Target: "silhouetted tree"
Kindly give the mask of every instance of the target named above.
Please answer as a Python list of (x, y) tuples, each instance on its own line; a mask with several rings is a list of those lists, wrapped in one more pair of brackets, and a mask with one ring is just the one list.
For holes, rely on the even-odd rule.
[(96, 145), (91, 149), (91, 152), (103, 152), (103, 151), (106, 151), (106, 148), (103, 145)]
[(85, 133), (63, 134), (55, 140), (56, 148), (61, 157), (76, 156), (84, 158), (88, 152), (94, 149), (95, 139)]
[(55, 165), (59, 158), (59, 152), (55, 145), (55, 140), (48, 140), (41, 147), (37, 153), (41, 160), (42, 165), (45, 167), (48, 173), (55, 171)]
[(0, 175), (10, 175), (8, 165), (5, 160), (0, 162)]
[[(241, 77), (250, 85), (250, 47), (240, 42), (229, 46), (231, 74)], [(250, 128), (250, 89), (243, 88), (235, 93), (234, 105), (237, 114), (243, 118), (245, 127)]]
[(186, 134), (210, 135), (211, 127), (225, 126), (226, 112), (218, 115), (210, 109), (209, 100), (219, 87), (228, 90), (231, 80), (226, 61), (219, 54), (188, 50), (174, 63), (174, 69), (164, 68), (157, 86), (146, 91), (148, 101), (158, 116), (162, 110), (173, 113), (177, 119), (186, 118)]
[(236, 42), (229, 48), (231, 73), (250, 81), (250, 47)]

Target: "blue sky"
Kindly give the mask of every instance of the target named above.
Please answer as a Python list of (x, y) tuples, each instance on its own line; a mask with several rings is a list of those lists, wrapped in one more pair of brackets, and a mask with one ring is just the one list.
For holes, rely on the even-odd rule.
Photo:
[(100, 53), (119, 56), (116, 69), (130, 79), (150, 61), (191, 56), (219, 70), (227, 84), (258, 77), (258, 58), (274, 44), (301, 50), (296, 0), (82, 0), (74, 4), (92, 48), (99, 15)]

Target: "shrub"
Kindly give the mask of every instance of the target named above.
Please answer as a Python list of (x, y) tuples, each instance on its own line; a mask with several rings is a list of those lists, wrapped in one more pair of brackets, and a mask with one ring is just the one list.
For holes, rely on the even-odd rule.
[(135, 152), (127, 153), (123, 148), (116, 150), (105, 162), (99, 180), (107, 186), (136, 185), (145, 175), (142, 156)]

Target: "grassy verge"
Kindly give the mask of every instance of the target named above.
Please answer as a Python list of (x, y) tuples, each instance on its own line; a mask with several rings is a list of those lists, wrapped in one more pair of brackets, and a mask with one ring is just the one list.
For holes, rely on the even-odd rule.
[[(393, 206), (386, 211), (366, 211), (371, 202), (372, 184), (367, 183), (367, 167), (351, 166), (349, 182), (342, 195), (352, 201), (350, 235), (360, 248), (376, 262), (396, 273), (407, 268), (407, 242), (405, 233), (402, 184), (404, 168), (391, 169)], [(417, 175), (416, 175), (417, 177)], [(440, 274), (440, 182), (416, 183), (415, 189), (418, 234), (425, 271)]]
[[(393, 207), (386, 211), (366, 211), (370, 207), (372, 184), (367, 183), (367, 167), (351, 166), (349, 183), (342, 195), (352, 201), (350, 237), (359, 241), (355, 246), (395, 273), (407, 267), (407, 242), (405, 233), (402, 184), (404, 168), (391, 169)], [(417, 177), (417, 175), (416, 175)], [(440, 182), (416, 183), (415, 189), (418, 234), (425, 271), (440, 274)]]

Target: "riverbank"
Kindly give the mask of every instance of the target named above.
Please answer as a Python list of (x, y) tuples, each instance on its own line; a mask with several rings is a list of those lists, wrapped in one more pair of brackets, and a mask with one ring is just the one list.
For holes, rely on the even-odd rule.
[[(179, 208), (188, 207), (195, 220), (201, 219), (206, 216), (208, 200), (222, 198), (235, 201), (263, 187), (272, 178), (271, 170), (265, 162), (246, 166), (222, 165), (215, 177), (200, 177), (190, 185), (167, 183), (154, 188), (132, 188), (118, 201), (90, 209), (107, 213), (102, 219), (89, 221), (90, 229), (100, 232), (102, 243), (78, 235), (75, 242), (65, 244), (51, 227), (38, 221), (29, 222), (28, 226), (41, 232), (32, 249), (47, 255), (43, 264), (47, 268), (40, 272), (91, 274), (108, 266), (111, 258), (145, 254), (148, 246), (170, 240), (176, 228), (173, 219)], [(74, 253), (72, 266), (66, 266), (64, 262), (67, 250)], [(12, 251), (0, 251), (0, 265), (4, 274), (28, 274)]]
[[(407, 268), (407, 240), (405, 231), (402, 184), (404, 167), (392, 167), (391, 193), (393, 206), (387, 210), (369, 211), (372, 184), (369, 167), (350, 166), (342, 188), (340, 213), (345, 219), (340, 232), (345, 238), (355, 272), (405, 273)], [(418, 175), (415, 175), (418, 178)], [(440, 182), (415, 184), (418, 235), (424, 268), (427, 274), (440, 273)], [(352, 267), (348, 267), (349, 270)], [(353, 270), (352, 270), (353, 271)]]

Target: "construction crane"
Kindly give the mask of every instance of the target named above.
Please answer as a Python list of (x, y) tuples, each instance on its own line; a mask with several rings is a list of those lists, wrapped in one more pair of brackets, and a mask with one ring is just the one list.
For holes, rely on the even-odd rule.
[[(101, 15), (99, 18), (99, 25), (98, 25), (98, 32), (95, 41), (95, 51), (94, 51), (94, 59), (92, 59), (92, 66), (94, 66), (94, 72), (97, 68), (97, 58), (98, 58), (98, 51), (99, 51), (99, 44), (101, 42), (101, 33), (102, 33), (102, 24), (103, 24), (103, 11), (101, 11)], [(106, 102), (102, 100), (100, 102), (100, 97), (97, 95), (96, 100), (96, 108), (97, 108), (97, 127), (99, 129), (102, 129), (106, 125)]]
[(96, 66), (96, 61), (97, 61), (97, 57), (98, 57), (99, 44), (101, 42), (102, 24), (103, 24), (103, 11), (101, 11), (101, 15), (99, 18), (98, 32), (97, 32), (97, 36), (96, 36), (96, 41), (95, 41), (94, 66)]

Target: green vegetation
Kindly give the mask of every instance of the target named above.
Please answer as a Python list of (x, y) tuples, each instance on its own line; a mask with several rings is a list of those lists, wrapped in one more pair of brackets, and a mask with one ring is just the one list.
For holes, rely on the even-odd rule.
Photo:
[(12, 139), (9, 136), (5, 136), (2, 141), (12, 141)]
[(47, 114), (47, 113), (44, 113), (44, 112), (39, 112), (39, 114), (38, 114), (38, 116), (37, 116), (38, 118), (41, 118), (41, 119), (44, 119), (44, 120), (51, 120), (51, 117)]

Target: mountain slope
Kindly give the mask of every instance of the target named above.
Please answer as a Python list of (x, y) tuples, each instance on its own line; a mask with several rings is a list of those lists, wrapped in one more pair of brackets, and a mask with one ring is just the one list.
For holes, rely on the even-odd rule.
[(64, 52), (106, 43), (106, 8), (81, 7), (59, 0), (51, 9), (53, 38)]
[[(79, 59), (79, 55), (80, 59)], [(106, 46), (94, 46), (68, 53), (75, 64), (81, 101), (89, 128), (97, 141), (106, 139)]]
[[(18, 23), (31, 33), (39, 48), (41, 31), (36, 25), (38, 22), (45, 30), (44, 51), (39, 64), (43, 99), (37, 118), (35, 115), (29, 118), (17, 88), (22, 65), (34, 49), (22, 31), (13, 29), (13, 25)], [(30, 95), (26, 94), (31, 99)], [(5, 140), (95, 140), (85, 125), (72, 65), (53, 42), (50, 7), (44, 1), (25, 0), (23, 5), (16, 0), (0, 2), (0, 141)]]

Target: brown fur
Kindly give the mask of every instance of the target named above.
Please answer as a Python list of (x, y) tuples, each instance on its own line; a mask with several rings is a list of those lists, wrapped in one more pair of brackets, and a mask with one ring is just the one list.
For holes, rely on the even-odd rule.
--------------------------------------------------
> WHAT YOU HAVE TO DO
Rewrite every line of the data, from the start through the line containing "173), (55, 171)]", with every answer coordinate scaled by 2.45 and rounded to the nearest whole number, halves rounded up. Keep all other text in those lines unchanged.

> FINAL RESULT
Target: "silhouetted tree"
Kindly give the mask of every instance of the target named above.
Please answer as a Python list of (x, y) tuples, each instance on its own line; a mask with several rings is a list of those lists, wrapped in one more pair of brackets, and a mask with one ring is just the one list.
For holes, rely on the even-odd rule.
[(235, 355), (223, 365), (223, 372), (252, 372), (252, 370), (260, 370), (260, 363), (252, 355)]
[(208, 326), (154, 328), (135, 343), (137, 363), (149, 385), (186, 382), (206, 387), (216, 372), (230, 365), (233, 341)]
[(135, 404), (145, 387), (145, 372), (135, 355), (135, 343), (118, 343), (100, 360), (91, 375), (100, 392), (103, 404), (110, 409), (118, 424), (135, 419)]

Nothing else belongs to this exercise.